• [TEXT SEGMENT]
:::
OpenAI had been on the forefront of warning about the dramatic changes ahead. The change in tone is part PR, for sure. But also a shift in the nature of the technology, according to Greg Brockman, OpenAI president.

 

The emergence of large language models, rooted in understanding humans, changes things in his mind. "You just realize we have a totally different technological path to get to the outcome we're talking about, and it's a much more optimistic one," he said during an appearance late last month on the "Core Memory" podcast.

 

There are other ways the technology is better appreciated today as well. And that makes AWS's strategy look prescient.

 

But first a brief history.

 

Garman isn't part of the blockbuster AI trial between Musk and Altman over the creation of OpenAI under way in the San Francisco Bay Area. But testimony and records underscore how Amazon's might loomed over the minds of players in the early days of OpenAI. Records from Microsoft, which became a big backer of OpenAI, show it was worried its own cloud-computing business, Azure, could be hurt if it didn't help the then-nascent AI lab.

 

"I guess the other thing to think about here is the PR downside of us not funding them, and having them storm off to Amazon in a huff and s -- -talk us and Azure on the way out," Kevin Scott, Microsoft CTO, wrote in a 2018 memo that was produced as part of the Altman-Musk legal battle.

 

OpenAI's 2022 breakthrough with its AI chatbot left Amazon looking ill-positioned to take advantage of the boom in expensive computing needed to train artificial intelligence.

 

Conventional wisdom said training so-called foundation models required expensive GPUs made by Nvidia -- AWS had some but not nearly as many as it might like. Last fall, a Bernstein analyst ranked AWS as being in "last place in AI" because of its slower rate of cloud growth compared with Microsoft and Google and its allocation of Nvidia chips.

 

But in Amazon style, Garman seemed OK that the outside world was struggling to see its strategy clearly.

 

As Amazon founder Jeff Bezos liked to say: You have to be willing to be misunderstood if you're going to innovate.

 

That was originally the case for AWS. Garman, who had interned at Amazon, joined AWS out of grad school, becoming its first product manager, one of many roles on the way to becoming CEO in 2024.

 

Along the way, as the cloud business progressed from a side project to a major part of Amazon's business, companies stopped asking why they should turn their computing needs over to a bookseller.

 

The current moment was helped by a decision made more than a decade ago to acquire Annapurna Labs to begin designing chips for AWS's cloud-computing needs -- the goal being lower cost and using less energy.

 

That effort developed a chip called Graviton that handles traditional CPU needs, and Trainium for AI. Both are useful for inference, the next phase of AI compute needs. (The same demand for inference computing is fueling a resurgence in Intel shares.)

 

If the chips business was a stand-alone unit, Amazon would be generating an annual run rate of $50 billion from the sale of chips to AWS and others. Trainium chips are at the heart of huge investment commitments from both OpenAI and Anthropic, deals that involved Amazon investing billions of dollars into them.

 

Even Nvidia's Jensen Huang has recently said he was too slow to see the importance of such investing. "Without Anthropic, why would there be Trainium growth at all? It's 100% Anthropic," he said last month on the Dwarkesh Podcast. "I didn't deeply internalize how difficult it would be to build a foundation AI lab like OpenAI and Anthropic and the fact that they needed huge investments from the supplier themselves."

 

OpenAI has also announced it restructured its relationship with Microsoft, clearing the way for a relationship with Amazon. On the day of the opening arguments in the Musk-Altman trial, Amazon and OpenAI executives were celebrating an announcement that detailed how AWS customers would be able to use OpenAI models.

 

"We're quite excited about what that unlocks for customers," Garman told me later.

 

There's a lot of road left ahead in the AI race.” [1]

 

1. Amazon Is Now a Real AI Contender. Higgins, Tim.  Wall Street Journal, Eastern edition; New York, N.Y.. 18 May 2026: B4.
:::
(Point-per-instance localization data)

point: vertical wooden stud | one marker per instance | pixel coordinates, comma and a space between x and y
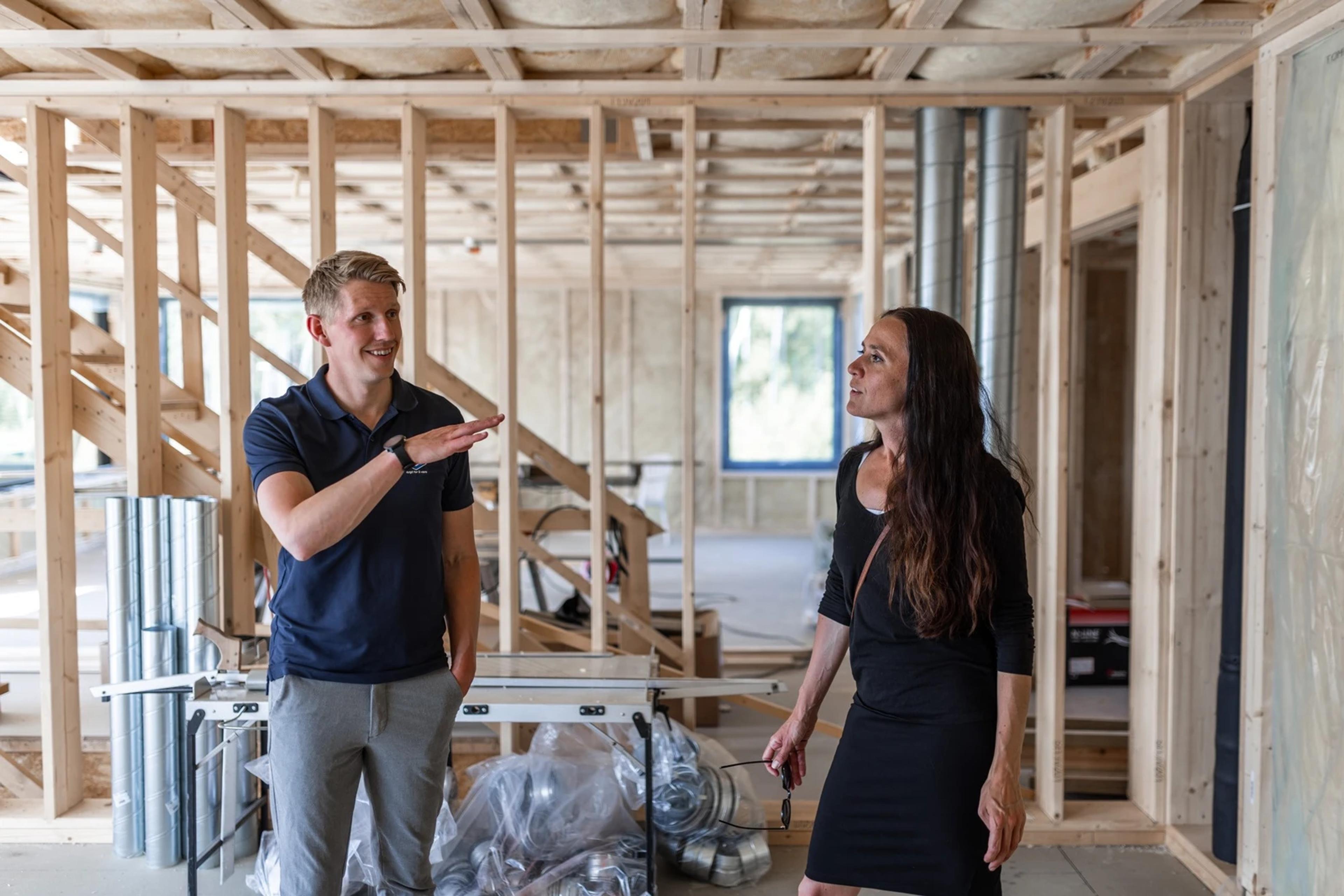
597, 410
234, 368
414, 354
1053, 421
1210, 152
53, 408
689, 152
322, 181
189, 275
1256, 798
506, 326
874, 214
1151, 563
322, 195
140, 303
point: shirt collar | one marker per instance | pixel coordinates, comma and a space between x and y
404, 395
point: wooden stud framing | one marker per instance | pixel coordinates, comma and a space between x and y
1053, 445
140, 303
1256, 839
704, 15
322, 197
566, 371
597, 409
251, 14
1210, 152
472, 15
506, 308
414, 234
189, 276
1151, 563
322, 181
874, 216
898, 62
21, 14
1099, 61
689, 319
53, 405
236, 370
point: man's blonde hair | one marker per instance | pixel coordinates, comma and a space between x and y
322, 292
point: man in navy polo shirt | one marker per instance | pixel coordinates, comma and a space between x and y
363, 479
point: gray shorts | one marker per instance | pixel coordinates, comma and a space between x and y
323, 737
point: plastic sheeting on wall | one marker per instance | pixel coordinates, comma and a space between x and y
1306, 489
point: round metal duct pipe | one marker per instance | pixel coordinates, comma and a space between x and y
940, 192
1000, 203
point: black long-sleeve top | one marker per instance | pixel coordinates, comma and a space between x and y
899, 673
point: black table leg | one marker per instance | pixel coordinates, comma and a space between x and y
646, 728
193, 727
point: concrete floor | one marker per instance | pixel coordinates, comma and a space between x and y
760, 587
1042, 871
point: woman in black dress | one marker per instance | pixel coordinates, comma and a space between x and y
923, 796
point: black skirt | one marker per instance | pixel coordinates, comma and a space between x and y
899, 808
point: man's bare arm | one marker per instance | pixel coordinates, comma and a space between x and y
308, 522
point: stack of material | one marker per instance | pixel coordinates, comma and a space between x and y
162, 578
701, 809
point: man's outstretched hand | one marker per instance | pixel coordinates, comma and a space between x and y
447, 441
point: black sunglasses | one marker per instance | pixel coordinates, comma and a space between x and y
785, 808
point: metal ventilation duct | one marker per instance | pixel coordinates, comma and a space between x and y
124, 624
1000, 202
940, 192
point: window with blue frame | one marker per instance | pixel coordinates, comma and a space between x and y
781, 383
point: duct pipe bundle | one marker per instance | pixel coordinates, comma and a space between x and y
940, 194
128, 774
1000, 205
159, 657
162, 578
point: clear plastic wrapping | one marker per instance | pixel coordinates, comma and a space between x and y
697, 803
558, 821
549, 823
1306, 480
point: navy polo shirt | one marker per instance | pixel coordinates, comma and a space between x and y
371, 608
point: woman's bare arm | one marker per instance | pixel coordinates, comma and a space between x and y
790, 742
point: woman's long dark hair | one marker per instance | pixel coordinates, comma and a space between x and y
943, 499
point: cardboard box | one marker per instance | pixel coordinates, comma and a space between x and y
1099, 647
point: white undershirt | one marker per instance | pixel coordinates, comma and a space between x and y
857, 489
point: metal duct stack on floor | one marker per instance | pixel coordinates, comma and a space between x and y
162, 578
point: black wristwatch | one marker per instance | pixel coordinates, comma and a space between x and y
397, 446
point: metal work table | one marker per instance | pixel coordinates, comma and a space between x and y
509, 688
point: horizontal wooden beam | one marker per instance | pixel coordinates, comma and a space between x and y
613, 38
475, 99
251, 14
1099, 197
26, 520
21, 14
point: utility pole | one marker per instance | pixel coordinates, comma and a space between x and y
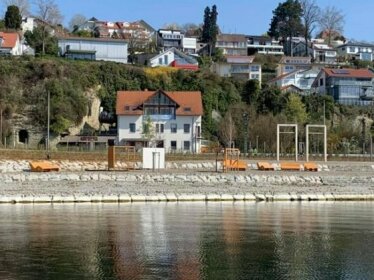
245, 120
48, 120
1, 125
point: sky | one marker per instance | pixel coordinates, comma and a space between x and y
251, 17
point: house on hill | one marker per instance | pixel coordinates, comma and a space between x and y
356, 51
93, 49
175, 118
296, 81
346, 86
241, 67
320, 52
170, 58
10, 44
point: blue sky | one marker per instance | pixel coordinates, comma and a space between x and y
235, 16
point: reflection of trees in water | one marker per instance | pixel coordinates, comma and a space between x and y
188, 241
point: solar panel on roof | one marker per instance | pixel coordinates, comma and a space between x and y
340, 71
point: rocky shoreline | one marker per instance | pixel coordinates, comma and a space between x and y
193, 181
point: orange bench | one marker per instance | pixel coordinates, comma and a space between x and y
234, 164
290, 166
262, 165
43, 166
310, 166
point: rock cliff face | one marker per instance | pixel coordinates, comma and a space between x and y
92, 118
25, 134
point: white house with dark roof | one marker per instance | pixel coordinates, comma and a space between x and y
320, 52
93, 49
175, 119
289, 64
243, 67
263, 45
296, 81
174, 58
356, 50
10, 44
346, 86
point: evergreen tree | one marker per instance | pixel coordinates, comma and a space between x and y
206, 26
13, 18
210, 28
286, 22
213, 29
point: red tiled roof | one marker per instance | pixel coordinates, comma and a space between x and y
349, 73
9, 40
284, 75
185, 99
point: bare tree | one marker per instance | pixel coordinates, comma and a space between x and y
23, 6
50, 14
310, 18
48, 11
76, 21
172, 26
227, 130
331, 22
:::
• [TO DO]
- 1) Translate this sentence from the Amazon article into Spanish: "But in Amazon style, Garman seemed OK that the outside world was struggling to see its strategy clearly."
- 2) In the Amazon article, what position did Garman first hold after joining AWS out of grad school?
- 3) Quote the Amazon article word for word, everything from "The current moment" down to "in Intel shares.)".

• [RESULTS FOR THE EXERCISE]
- 1) Pero, al estilo de Amazon, Garman parecía estar conforme con que el mundo exterior tuviera dificultades para ver su estrategia con claridad.

- 2) He became AWS's first product manager.

- 3)
The current moment was helped by a decision made more than a decade ago to acquire Annapurna Labs to begin designing chips for AWS's cloud-computing needs -- the goal being lower cost and using less energy.

 

That effort developed a chip called Graviton that handles traditional CPU needs, and Trainium for AI. Both are useful for inference, the next phase of AI compute needs. (The same demand for inference computing is fueling a resurgence in Intel shares.)